*Document segment:*
Wells even seemed to predict the 1969 moon landing in his 1901 book, The First Men in the Moon. The novel sees protagonists Mr. Bedford and Dr. Cavor undertake a lunar adventure. Unlike the astronauts on the Apollo 11 mission, however, Wells’ characters found a sophisticated alien civilization known as the Selenites inhabiting the celestial body.
 
Further scientific breakthroughs that Wells foreshadowed included satellite television and laser weapons. The latter of these was laid out by Wells in The War of the Worlds. He imagined the invading aliens with an arsenal of advanced weapons, including the Heat-Ray. The futuristic device fired a surge of energy, powerful enough to burn through flesh and buildings.
 
And while laser weapons have not yet been perfected, they are under development. At the height of the Cold War, for instance, President Ronald Reagan planned to use laser technology to shoot down intergalactic nuclear missiles as part of his so-called “Star Wars” plan.

*Dataset entries:*
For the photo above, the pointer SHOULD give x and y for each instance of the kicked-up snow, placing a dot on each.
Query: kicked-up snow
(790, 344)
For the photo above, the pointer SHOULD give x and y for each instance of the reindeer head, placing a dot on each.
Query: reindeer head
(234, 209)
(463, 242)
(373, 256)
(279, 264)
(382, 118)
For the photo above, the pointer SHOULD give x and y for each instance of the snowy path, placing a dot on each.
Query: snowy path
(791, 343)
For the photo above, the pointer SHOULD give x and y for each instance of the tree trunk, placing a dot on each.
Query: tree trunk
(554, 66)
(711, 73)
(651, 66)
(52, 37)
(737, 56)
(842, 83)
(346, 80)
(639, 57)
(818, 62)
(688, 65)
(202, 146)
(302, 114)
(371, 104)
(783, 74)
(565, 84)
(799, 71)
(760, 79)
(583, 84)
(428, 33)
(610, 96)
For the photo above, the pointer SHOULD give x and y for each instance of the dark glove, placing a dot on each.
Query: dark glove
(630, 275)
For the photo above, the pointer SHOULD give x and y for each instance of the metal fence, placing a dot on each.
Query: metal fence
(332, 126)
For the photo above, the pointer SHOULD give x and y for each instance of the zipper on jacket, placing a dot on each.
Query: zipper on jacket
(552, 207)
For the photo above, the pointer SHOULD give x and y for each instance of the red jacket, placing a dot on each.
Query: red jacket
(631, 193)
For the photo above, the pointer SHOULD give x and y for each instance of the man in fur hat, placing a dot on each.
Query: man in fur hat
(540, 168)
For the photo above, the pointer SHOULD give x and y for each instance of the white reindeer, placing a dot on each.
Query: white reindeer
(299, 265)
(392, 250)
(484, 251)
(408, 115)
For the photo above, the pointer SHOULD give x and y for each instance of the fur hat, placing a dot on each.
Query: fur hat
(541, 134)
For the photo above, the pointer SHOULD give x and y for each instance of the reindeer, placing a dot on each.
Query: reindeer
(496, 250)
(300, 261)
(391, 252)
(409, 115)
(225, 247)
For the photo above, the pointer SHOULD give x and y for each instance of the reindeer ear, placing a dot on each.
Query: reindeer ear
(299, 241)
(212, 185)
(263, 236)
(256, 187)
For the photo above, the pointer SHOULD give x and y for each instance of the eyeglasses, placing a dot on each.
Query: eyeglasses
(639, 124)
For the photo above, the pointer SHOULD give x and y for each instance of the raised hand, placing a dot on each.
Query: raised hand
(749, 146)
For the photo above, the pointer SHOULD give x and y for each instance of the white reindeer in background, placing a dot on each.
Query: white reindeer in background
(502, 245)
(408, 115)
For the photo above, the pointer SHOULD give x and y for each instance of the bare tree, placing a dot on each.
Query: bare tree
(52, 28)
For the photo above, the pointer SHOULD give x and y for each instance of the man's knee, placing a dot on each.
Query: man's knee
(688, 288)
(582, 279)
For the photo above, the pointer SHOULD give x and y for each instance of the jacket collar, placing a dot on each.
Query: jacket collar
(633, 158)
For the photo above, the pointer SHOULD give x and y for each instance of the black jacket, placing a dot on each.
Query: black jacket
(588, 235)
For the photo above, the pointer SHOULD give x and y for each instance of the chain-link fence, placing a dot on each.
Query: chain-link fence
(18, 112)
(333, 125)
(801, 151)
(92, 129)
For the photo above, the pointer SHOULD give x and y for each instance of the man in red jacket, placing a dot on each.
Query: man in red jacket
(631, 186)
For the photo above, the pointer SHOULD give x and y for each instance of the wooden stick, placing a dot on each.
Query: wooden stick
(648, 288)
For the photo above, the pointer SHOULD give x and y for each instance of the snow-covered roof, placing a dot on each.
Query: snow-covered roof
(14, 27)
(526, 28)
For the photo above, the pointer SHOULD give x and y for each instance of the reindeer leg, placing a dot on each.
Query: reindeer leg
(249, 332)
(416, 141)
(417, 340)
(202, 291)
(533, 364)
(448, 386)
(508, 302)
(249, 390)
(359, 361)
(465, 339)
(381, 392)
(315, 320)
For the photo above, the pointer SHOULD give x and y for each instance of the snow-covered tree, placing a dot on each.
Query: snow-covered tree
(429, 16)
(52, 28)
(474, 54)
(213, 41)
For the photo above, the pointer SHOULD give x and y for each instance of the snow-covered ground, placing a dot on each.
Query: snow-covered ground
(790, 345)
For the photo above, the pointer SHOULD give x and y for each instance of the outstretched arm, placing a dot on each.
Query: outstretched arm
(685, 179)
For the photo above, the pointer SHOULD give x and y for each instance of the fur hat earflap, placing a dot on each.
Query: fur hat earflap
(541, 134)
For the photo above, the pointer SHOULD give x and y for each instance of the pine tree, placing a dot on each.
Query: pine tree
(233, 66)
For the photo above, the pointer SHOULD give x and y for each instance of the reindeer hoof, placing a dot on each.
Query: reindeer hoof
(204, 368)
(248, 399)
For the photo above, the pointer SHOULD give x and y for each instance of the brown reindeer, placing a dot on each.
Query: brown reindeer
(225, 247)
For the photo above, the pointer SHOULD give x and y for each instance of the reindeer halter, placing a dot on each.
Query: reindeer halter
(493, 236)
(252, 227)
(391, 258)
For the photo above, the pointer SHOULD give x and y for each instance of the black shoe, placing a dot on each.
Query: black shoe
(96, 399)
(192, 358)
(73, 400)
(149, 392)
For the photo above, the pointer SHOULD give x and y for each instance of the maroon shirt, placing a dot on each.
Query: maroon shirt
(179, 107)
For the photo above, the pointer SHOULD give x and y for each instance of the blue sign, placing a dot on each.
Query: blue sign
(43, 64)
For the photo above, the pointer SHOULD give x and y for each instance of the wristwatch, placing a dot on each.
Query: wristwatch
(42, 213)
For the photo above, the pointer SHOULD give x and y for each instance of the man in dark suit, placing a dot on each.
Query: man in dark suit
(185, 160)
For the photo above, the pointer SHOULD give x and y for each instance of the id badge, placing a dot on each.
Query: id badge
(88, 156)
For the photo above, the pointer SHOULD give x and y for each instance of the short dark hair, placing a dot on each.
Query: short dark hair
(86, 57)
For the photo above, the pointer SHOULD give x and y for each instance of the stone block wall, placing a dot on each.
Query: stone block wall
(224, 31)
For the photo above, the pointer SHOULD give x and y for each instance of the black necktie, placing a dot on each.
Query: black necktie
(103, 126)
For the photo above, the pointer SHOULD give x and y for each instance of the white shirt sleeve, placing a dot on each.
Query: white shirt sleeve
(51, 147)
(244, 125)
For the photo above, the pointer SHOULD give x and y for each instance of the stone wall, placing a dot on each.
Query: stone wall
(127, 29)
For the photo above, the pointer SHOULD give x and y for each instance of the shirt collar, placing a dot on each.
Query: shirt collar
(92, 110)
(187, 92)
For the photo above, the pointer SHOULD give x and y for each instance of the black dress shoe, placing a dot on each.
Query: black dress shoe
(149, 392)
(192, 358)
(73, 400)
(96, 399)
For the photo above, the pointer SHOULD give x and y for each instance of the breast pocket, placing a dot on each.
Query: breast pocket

*Exercise set:*
1. In the passage on H. G. Wells' predictions, why is The War of the Worlds said to foreshadow laser weapons? Answer in one to three sentences.
2. Shorten the paragraph of the Wells passage that begins "Further scientific breakthroughs," keeping its main facts.
3. Continue the passage about Wells' predictions from its last sentence.

*Answers by item number:*
1. In that novel, Wells imagined the invading aliens with an arsenal of advanced weapons, including the Heat-Ray. This device fired a surge of energy powerful enough to burn through flesh and buildings.

2. Wells also foreshadowed satellite television and laser weapons. He described laser weapons in The War of the Worlds, where the invading aliens carried advanced weapons such as the Heat-Ray, a device that fired a surge of energy able to burn through flesh and buildings.

3.
Another scientific advancement that Wells foresaw was genetic engineering. In his 1896 book, The Island Of Dr. Moreau, the titular character creates human-animal hybrids through his hideous experiments. And in the novel, it seems that Wells is wary of the idea of humans playing God, as Moreau’s hybrids ultimately turn on him.
 
So it would be interesting to hear Wells’ thoughts on human-animal chimeras that scientists have subsequently created in experiments. We will never know, of course. However, James told Smithsonian magazine that Wells’ writing often provided “a warning about the consequences of technology, in particular when you don’t think them through properly.”
 
Many of Wells’ predictions involved the future of society, too, and how humans would live in the coming decades. He even wrote about how the prevalence of motorized vehicles would lead to the growth of suburbs. Wells further anticipated that, in the future, people would communicate through a system not dissimilar to voicemail and email.
 
In his 1923 book, Men Like Gods, Wells wrote, “Except by previous arrangement, people do not talk together on the telephone… A message is sent to the station of the district in which the recipient is known to be, and there it waits until he chooses to tap his accumulated messages. And any that one wishes to repeat can be repeated. Then he talks back to the senders and dispatches any other messages he wishes. The transmission is wireless.”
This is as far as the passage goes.